* Instructions to follow
Copy all of the records word for word.

[Records from a dataset]
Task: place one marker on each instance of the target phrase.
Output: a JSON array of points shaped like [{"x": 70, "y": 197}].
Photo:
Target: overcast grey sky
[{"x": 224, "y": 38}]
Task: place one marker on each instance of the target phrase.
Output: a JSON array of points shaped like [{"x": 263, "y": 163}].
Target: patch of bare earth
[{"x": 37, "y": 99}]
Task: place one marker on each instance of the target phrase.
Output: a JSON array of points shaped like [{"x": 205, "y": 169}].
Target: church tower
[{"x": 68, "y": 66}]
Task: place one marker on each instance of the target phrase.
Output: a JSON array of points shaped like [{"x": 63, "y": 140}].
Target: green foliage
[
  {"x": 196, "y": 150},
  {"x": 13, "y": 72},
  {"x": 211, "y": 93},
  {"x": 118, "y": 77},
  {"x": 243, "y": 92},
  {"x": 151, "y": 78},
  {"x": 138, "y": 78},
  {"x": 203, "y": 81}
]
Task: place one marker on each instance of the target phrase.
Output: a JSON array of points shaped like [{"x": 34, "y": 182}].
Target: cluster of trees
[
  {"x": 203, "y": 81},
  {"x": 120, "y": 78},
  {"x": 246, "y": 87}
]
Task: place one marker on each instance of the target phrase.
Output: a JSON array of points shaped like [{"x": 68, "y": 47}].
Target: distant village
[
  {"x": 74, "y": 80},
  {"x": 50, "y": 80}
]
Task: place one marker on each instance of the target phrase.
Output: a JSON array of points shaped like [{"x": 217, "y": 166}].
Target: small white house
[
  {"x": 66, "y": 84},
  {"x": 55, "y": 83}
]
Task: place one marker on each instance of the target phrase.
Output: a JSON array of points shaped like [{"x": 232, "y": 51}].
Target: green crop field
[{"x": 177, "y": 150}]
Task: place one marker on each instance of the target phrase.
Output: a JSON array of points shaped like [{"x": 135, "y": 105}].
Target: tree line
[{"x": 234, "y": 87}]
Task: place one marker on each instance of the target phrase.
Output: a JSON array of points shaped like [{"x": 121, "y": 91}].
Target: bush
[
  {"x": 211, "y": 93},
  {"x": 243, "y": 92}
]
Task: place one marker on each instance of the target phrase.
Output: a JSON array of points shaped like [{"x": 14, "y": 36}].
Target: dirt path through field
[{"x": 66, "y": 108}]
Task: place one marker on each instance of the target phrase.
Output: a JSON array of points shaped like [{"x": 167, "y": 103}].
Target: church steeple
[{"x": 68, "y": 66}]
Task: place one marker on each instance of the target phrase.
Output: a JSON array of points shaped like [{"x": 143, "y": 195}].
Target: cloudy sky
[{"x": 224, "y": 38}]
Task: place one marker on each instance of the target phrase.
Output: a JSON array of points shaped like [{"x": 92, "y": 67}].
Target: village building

* Written solution
Task: place one marker on each instance of the target phrase.
Output: a JSON array of points shaped like [{"x": 70, "y": 197}].
Photo:
Target: overcast grey sky
[{"x": 224, "y": 38}]
Task: place one marker on each instance of the target phrase.
Output: a JSON array of points shaped like [{"x": 263, "y": 163}].
Target: patch of bare earth
[{"x": 37, "y": 99}]
Task: place one marker on each instance of the target phrase.
Output: a JSON array of points shaped like [{"x": 205, "y": 169}].
Target: church tower
[{"x": 68, "y": 66}]
Task: place one marker on each instance of the target phrase.
Output: a JSON array of points shaped like [{"x": 63, "y": 140}].
Target: green foliage
[
  {"x": 196, "y": 150},
  {"x": 13, "y": 72},
  {"x": 211, "y": 93},
  {"x": 118, "y": 77},
  {"x": 243, "y": 92},
  {"x": 151, "y": 78},
  {"x": 138, "y": 78},
  {"x": 203, "y": 81}
]
Task: place one marker on each instance of the target phrase.
Output: a JSON array of points shaped like [{"x": 34, "y": 182}].
Target: cluster of trees
[
  {"x": 203, "y": 81},
  {"x": 120, "y": 78},
  {"x": 246, "y": 87}
]
Task: place one marker on each instance of the target phrase.
Output: a JSON array of points shaped like [{"x": 68, "y": 47}].
Target: distant village
[
  {"x": 74, "y": 80},
  {"x": 50, "y": 80}
]
Task: place one marker on each instance of the target phrase.
Output: a JSON array of points shaped like [{"x": 217, "y": 166}].
Target: small white house
[
  {"x": 66, "y": 84},
  {"x": 55, "y": 83}
]
Task: place one marker on each instance of the target phrase.
Output: a JSON array of points shaped like [{"x": 232, "y": 51}].
Target: green crop field
[{"x": 177, "y": 150}]
Task: place one marker on each instance of the target phrase.
Output: a JSON array of points shaped like [{"x": 135, "y": 105}].
Target: tree line
[{"x": 234, "y": 87}]
Task: place one marker on each instance of the target phrase.
Output: a JSON array of points shaped like [{"x": 121, "y": 91}].
Target: bush
[
  {"x": 211, "y": 93},
  {"x": 243, "y": 92}
]
Task: place one marker on each instance of the target phrase.
Output: a JSON array of points shaped like [{"x": 14, "y": 36}].
Target: dirt path through field
[{"x": 66, "y": 108}]
Task: place one marker on each instance of the target phrase.
Output: a JSON array of points shaped like [{"x": 167, "y": 103}].
Target: church steeple
[{"x": 68, "y": 66}]
Task: place one marker on each instance of the target phrase.
Output: a JSON array of points shaped like [{"x": 143, "y": 195}].
Target: cloudy sky
[{"x": 224, "y": 38}]
Task: place one marker on each instance of the target phrase.
Output: a JSON array of points shaped like [{"x": 92, "y": 67}].
Target: village building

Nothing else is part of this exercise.